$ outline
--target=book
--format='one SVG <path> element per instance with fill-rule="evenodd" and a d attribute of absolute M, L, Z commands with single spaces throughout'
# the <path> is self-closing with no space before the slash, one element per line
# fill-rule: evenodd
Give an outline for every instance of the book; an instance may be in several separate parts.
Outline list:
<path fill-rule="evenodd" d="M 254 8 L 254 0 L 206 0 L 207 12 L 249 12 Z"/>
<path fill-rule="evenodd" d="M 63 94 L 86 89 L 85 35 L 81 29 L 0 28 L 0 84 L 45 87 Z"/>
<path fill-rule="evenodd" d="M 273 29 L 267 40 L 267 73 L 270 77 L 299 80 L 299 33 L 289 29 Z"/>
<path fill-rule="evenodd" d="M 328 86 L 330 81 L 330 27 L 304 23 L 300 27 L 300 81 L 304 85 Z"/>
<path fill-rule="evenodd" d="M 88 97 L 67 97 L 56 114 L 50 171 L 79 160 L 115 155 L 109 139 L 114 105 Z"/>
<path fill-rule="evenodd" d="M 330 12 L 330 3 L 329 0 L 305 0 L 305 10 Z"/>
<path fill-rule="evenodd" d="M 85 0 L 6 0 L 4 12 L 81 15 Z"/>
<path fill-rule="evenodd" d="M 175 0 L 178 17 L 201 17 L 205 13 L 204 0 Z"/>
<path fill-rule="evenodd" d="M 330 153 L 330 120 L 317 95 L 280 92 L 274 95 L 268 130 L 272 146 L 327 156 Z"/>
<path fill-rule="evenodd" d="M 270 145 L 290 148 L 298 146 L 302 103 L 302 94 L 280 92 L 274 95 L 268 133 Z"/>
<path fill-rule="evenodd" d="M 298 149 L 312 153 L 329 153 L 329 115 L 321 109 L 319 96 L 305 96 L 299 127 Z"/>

* Task instructions *
Convert every line of the data above into a numbered list, leaving out any blank lines.

* Written reply *
1. $ outline
2. --target=book
3. --format='one SVG <path> element per instance with fill-rule="evenodd" and a d attribute of absolute M, L, Z commands with single spaces throughout'
4. # the <path> is self-closing with no space before the slash, one element per line
5. # fill-rule: evenodd
6. Give an outline for every instance of the book; an instance may be in several separate parts.
7. Outline list:
8. <path fill-rule="evenodd" d="M 254 8 L 254 0 L 206 0 L 207 12 L 249 12 Z"/>
9. <path fill-rule="evenodd" d="M 63 94 L 86 89 L 85 35 L 81 29 L 0 28 L 0 84 L 45 87 Z"/>
10. <path fill-rule="evenodd" d="M 273 29 L 267 40 L 267 73 L 270 77 L 299 80 L 299 33 L 289 29 Z"/>
11. <path fill-rule="evenodd" d="M 328 86 L 330 81 L 330 27 L 304 23 L 300 27 L 300 81 L 304 85 Z"/>
12. <path fill-rule="evenodd" d="M 88 97 L 67 97 L 56 114 L 50 171 L 79 160 L 115 155 L 109 139 L 114 105 Z"/>
13. <path fill-rule="evenodd" d="M 330 12 L 330 3 L 329 0 L 305 0 L 305 10 Z"/>
14. <path fill-rule="evenodd" d="M 85 0 L 6 0 L 4 12 L 81 15 Z"/>
15. <path fill-rule="evenodd" d="M 175 0 L 178 17 L 201 17 L 205 13 L 204 0 Z"/>
16. <path fill-rule="evenodd" d="M 330 153 L 330 120 L 317 95 L 280 92 L 274 95 L 268 130 L 272 146 L 327 156 Z"/>
17. <path fill-rule="evenodd" d="M 270 145 L 290 148 L 298 146 L 302 103 L 302 94 L 280 92 L 274 95 L 268 133 Z"/>
18. <path fill-rule="evenodd" d="M 298 149 L 312 153 L 329 153 L 329 115 L 321 109 L 319 96 L 305 96 L 299 127 Z"/>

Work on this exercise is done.